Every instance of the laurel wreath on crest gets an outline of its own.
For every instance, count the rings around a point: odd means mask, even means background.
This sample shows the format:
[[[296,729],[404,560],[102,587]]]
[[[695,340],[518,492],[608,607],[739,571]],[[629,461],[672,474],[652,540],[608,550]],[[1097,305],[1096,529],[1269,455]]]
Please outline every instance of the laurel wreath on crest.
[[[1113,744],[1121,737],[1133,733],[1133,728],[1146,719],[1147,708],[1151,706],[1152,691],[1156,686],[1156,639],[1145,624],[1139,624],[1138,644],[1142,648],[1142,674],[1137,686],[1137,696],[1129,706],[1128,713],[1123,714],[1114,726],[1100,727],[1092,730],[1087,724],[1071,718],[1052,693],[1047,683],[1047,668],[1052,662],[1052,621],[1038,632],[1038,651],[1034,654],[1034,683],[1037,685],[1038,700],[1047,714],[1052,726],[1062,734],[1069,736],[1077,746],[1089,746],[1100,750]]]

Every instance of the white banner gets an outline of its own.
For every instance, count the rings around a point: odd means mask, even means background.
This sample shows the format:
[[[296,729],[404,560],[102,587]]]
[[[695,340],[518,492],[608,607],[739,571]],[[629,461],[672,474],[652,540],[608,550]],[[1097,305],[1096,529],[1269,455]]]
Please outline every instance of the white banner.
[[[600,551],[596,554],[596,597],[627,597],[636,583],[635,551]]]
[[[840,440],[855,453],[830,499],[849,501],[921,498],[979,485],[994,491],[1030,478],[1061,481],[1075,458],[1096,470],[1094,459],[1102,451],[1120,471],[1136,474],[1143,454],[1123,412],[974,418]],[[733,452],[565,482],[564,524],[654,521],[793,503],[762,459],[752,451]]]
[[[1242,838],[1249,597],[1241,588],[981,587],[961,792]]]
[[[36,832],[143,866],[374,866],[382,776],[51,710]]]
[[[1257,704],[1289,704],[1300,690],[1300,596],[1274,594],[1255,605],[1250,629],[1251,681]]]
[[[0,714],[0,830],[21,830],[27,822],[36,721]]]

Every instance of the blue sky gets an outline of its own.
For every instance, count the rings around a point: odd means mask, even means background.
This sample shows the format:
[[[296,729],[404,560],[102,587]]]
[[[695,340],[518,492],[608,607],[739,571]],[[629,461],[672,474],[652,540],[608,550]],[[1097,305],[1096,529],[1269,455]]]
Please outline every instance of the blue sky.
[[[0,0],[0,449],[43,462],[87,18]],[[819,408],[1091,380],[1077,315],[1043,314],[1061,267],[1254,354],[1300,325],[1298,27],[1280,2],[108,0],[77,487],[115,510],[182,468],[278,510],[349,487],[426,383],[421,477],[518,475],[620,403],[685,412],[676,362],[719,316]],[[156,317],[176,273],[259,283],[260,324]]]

☆ ☆ ☆ ☆

*ACTIVITY*. Exactly as shown, repeat every record.

*TASK SOLUTION*.
Every instance of the laurel wreath on crest gets an outline of its own.
For every instance, count the rings around a point: odd means mask, even means background.
This sample shows the format:
[[[296,729],[404,560],[102,587]]]
[[[695,340],[518,492],[608,607],[739,571]],[[629,461],[672,474],[652,540],[608,550]],[[1097,305],[1096,529],[1269,455]]]
Please outline every instance of the laurel wreath on crest.
[[[1113,744],[1121,737],[1133,733],[1133,728],[1146,719],[1147,708],[1151,706],[1152,691],[1156,686],[1156,639],[1145,624],[1139,624],[1138,644],[1142,648],[1142,674],[1137,686],[1137,696],[1129,706],[1128,713],[1123,714],[1114,726],[1100,727],[1092,730],[1087,724],[1071,718],[1052,693],[1047,683],[1047,668],[1052,662],[1052,621],[1038,632],[1038,651],[1034,654],[1034,683],[1037,685],[1038,700],[1047,714],[1052,726],[1062,734],[1069,736],[1077,746],[1089,746],[1100,750]]]

Every instance of the white banner gets an outline of its own.
For every instance, count the rings around a point: odd means mask, even means background.
This sample shows the format:
[[[296,729],[404,560],[102,587]]]
[[[695,340],[518,492],[608,607],[739,571]],[[629,461],[672,474],[652,540],[608,550]],[[1097,305],[1096,529],[1269,455]]]
Please outline every instance of the white banner.
[[[600,551],[596,554],[596,597],[627,597],[636,583],[635,551]]]
[[[840,440],[855,453],[830,499],[849,501],[921,498],[979,485],[994,491],[1030,478],[1061,481],[1075,458],[1096,470],[1094,459],[1102,451],[1120,471],[1136,474],[1143,454],[1123,412],[974,418]],[[733,452],[565,482],[564,524],[654,521],[793,503],[762,459],[752,451]]]
[[[1242,838],[1249,597],[1241,588],[981,587],[961,792]]]
[[[36,832],[143,866],[374,866],[382,776],[51,710]]]
[[[1257,704],[1289,704],[1300,690],[1300,596],[1274,594],[1255,605],[1250,629],[1251,681]]]
[[[0,714],[0,830],[21,830],[27,822],[36,721]]]

Every instance of the blue sky gets an outline of its own.
For every instance, count the rings around a point: odd means mask, even means background.
This sample shows the format:
[[[296,729],[404,560],[102,587]]]
[[[695,340],[518,492],[608,607],[739,571]],[[629,461],[672,474],[652,540],[608,550]],[[1097,305],[1096,529],[1269,455]]]
Please outline every instance of the blue sky.
[[[0,0],[0,449],[43,462],[87,18]],[[819,408],[1091,380],[1077,315],[1043,314],[1061,267],[1254,354],[1300,325],[1298,27],[1280,2],[108,0],[77,487],[115,510],[182,468],[278,510],[349,487],[426,383],[421,477],[518,475],[620,403],[685,412],[676,362],[719,316]],[[156,317],[176,273],[259,283],[260,324]]]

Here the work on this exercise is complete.